Z drugiej strony, Sam Altman znany jest z wyolbrzymiania znaczenia i możliwości aktualnych modeli sztucznej inteligencji.
1 miliard dolarów? Nie wystarczy. Meta odbija się od ściany wartości
Mark Zuckerberg i Meta Labs chcieli przeciągnąć do siebie czołowych badaczy AI, oferując im nawet miliard dolarów w ciągu kilku lat. Na celowniku znaleźli się m.in. członkowie zespołu Mery Morati z Thinking Machines Lab. Wszyscy odrzucili ofertę.
To pokazuje, że w świecie badaczy AI pieniądze przestały być jedyną walutą. Ważniejsze są zaufanie, wartości i autonomia naukowa. W czasach, gdy technologia wkracza w sfery etyki, decyzje personalne nabierają głębszego sensu.
Apple „killer quarter” firma kupuje czas na strategię AI
Apple opublikowało raport za trzeci kwartał fiskalny 2025 roku, bijąc oczekiwania analityków: przychód przekroczył 94 mld USD, dzięki 13‑procentowemu wzrostowi sprzedaży iPhone’ów (44,6 mld USD), przy czym usługi osiągnęły rekordowe 27,4 mld USD. Długofalowy kurs akcji skrócił się po publikacji tylko o 2‑3 proc, co dało sygnał, że rynek uznał tę stabilność, choć z rezerwą co do dalszych inwestycji w AI. CEO Tim Cook zapowiedział znaczące wydatki na sztuczną inteligencję, a także potencjalne przejęcia: w grę wchodzi startup Perplexity AI. Analitycy ostrzegają jednak: Apple nadal pozostaje w tyle za Nvidia i Microsoftem w kluczowych rozwiązaniach AI, m.in. w opóźnionym wdrożeniu nowego, LLM‑owego Siri. Zwracają uwagę, że choć firma ma mocny kwartalny wynik, to dalsze sukcesy zależą od szybkości integracji AI i jasności strategii
Reklamy w rozmowach z Alexą? Kontrowersyjna wizja CEO Amazona
TechCrunch donosi (data: 31 lipca 2025 r.), że CEO Amazona rozpoczął przygotowania do wdrożenia reklam bezpośrednio w rozmowach z Alexą, generowanych przez użytkowników poleceń głosowych. Chodzi o sytuacje, gdy system wygłasza odpowiedź lub podpowiada: w tych momentach pojawiałyby się reklamy dostosowane do kontekstu interakcji, np. „Najbliższa lodziarnia: poprzez sponsorowaną wiadomość”. Firma argumentuje, że to naturalne przedłużenie modelu monetyzacji usługi, jednak eksperci wskazują ryzyko pogorszenia jakości doświadczenia użytkownika i erozji zaufania, zwłaszcza w kontekście prywatności i użycia danych głosowych.

■ DANE WEJŚCIOWE
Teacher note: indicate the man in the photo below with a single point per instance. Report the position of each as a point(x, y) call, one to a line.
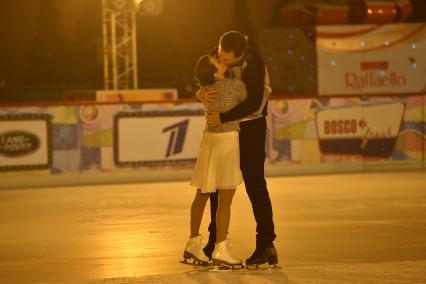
point(233, 51)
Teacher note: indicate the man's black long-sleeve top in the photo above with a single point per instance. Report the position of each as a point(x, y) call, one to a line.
point(253, 76)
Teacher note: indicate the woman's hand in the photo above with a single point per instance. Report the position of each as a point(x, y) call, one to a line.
point(213, 118)
point(206, 94)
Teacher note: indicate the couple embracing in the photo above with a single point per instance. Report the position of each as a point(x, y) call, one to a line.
point(234, 88)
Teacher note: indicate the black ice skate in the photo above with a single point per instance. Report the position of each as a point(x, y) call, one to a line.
point(261, 256)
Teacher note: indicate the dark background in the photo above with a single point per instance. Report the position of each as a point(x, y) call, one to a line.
point(49, 46)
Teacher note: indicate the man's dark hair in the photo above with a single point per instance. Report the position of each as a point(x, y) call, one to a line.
point(234, 41)
point(204, 71)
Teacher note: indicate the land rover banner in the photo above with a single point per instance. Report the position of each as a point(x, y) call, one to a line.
point(376, 59)
point(25, 142)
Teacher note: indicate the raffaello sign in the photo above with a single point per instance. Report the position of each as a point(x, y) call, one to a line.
point(368, 59)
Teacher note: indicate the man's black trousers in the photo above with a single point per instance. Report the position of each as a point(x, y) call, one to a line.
point(252, 159)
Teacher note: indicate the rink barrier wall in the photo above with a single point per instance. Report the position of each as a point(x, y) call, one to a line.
point(93, 143)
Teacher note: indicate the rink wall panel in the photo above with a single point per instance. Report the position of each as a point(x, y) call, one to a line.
point(159, 141)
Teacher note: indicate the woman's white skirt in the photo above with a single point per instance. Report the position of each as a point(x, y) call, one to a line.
point(218, 162)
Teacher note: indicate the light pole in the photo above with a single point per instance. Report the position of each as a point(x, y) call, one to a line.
point(119, 44)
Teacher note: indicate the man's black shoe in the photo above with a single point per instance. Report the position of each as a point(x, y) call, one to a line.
point(266, 255)
point(208, 249)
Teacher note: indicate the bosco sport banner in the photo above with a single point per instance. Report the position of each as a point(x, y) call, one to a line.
point(371, 59)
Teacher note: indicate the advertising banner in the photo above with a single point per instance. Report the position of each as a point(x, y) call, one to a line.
point(371, 59)
point(157, 138)
point(25, 142)
point(370, 130)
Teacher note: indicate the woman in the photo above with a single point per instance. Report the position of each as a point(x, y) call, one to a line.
point(218, 163)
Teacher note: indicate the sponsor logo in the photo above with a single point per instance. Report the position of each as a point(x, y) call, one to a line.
point(373, 79)
point(177, 137)
point(341, 126)
point(18, 143)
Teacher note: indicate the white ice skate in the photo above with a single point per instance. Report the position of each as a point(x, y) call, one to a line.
point(223, 256)
point(194, 251)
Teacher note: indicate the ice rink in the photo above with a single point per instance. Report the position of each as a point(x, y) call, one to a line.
point(346, 228)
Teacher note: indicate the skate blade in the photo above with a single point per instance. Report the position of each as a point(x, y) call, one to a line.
point(189, 259)
point(224, 266)
point(263, 267)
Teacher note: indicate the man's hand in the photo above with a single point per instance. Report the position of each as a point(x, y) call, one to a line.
point(213, 118)
point(206, 94)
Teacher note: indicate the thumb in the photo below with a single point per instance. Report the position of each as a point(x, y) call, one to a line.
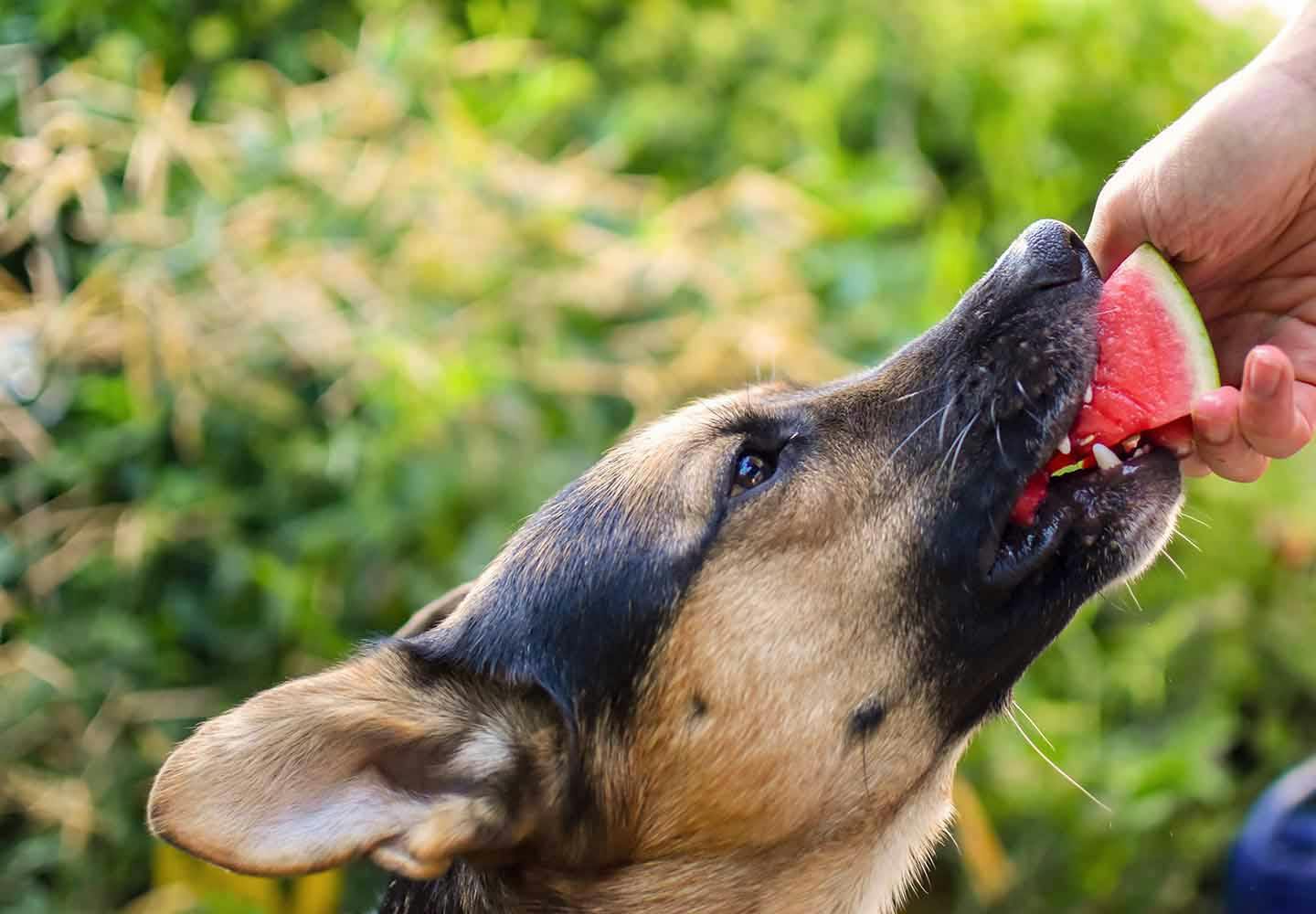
point(1118, 223)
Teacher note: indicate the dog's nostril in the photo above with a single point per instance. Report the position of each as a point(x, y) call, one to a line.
point(1053, 254)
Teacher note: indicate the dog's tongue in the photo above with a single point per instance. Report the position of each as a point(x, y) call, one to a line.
point(1153, 358)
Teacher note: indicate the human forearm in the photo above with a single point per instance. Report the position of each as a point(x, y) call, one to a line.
point(1294, 48)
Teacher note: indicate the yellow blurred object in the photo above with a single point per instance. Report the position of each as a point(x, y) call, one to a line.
point(171, 869)
point(990, 871)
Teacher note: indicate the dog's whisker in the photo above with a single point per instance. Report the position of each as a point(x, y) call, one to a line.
point(1186, 539)
point(960, 442)
point(1053, 765)
point(1112, 603)
point(918, 429)
point(911, 395)
point(1034, 723)
point(941, 430)
point(1177, 565)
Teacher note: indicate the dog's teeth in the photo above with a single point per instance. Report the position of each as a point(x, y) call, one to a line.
point(1106, 457)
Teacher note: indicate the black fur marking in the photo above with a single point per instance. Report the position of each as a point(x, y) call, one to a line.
point(865, 719)
point(582, 596)
point(462, 890)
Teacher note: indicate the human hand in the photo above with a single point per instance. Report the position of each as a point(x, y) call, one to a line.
point(1228, 194)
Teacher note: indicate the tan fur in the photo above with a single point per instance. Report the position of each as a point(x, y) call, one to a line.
point(790, 729)
point(304, 776)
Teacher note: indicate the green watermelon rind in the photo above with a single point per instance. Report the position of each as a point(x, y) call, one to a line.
point(1177, 301)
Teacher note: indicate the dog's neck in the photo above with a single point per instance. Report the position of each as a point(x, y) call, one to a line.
point(845, 875)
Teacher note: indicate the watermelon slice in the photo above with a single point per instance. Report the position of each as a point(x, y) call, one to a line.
point(1153, 360)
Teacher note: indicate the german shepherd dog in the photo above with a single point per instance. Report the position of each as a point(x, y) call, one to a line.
point(733, 665)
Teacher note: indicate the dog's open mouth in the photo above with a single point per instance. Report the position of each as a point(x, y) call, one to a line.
point(1079, 506)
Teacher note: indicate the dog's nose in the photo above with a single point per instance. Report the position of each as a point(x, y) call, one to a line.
point(1052, 254)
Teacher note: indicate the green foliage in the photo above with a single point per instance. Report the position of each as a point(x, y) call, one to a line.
point(286, 356)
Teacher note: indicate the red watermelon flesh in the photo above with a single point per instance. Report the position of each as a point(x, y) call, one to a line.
point(1153, 360)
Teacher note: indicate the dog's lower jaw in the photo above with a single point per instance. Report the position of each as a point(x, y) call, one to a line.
point(906, 848)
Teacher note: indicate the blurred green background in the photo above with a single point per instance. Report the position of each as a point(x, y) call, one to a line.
point(304, 306)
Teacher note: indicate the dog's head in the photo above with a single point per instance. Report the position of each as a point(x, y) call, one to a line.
point(771, 618)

■ WYKONAJ POLECENIA
#1 Oceń, czy poniższe stwierdzenia są zgodne z tekstem o sztucznej inteligencji. Przy każdym odpowiedz „tak” lub „nie” i przytocz rozstrzygające słowa tekstu.
(a) Członkowie zespołu z Thinking Machines Lab przyjęli ofertę Mety.
(b) Sprzedaż iPhone’ów wzrosła o 13 procent.
(c) Informację o planach reklam w rozmowach z Alexą podał TechCrunch.
#2 Wypisz wszystkie osoby wymienione w tekście o sztucznej inteligencji z imienia i nazwiska, w formie, w jakiej tam występują.
#3 Kontynuuj tekst o sztucznej inteligencji od miejsca, w którym się kończy.

■ ROZWIĄZANIA ZADAŃ
#1
(a) Nie: „Wszyscy odrzucili ofertę.”
(b) Tak: „dzięki 13‑procentowemu wzrostowi sprzedaży iPhone’ów (44,6 mld USD)”
(c) Tak: „TechCrunch donosi (data: 31 lipca 2025 r.)”

#2 Sam Altman, Mark Zuckerberg, Mery Morati, Tim Cook

#3
Google AI wprowadza TTD‑DR – Test‑Time Diffusion Deep Researcher
Zespół Google Cloud AI Research (m.in. Rujun Han, Yanfei Chen i inni) opublikował ramy nowego frameworku TTD‑DR, który modeluje tworzenie raportu badawczego jako proces dyfuzji testowej. System rozpoczyna od „szorstkiego” szkicu wniosku, a następnie iteracyjnie go udoskonala każdorazowo wykonując wyszukiwanie brakujących informacji (retrieval), analizując lukę (gap analysis), a potem dopracowując szkic. Cały pipeline optymalizuje sam siebie poprzez algorytm samorozwoju (self‑evolution), który generuje, oceniania i łączy lepsze warianty planów badawczych, zapytań, odpowiedzi i finalnego tekstu. W porównaniu z innymi agentami DRA (np. OpenAI Deep Research), TTD‑DR osiąga co najmniej statystycznie istotnie lepsze wyniki w złożonych benchmarkach wymagających wieloetapowego rozumowania.
Czy nazwa odnosi się do słynnego skróty Tl;Dr (too loong, don’t read)? Nie wiem, ale się domyślam.
Co to wszystko oznacza?
Nowości, które wprowadzają OpenAI, Google, Microsoft, Nvidia, Adobe czy Ideogram, łączy jeden wspólny mianownik: przesunięcie AI z pozycji narzędzia do roli współpracownika. AI przestaje być tylko wsparciem. Coraz częściej staje się podmiotem – doradcą, nauczycielem, negocjatorem.
Z drugiej strony pojawia się rosnąca potrzeba refleksji i regulacji. Altman nieprzypadkowo mówi o projekcie Manhattan – GPT-5 i jego potomkowie mogą wpłynąć na społeczeństwo równie głęboko jak wynalezienie bomby atomowej.
Równocześnie obserwujemy powrót do wartości w nauce – pieniądze przestają być jedynym argumentem. Badacze chcą wpływać na kierunek rozwoju technologii, a nie tylko liczyć zyski.
Sztuczna inteligencja nie jest już czymś, co „kiedyś może zmieni świat”. Ona już go zmienia – codziennie, po cichu, ale nieodwracalnie.
Jako użytkownicy i twórcy musimy nauczyć się nie tylko korzystać z AI, ale i rozumieć, co znaczy być człowiekiem w czasach, gdy maszyna potrafi przejść test CAPTCHA.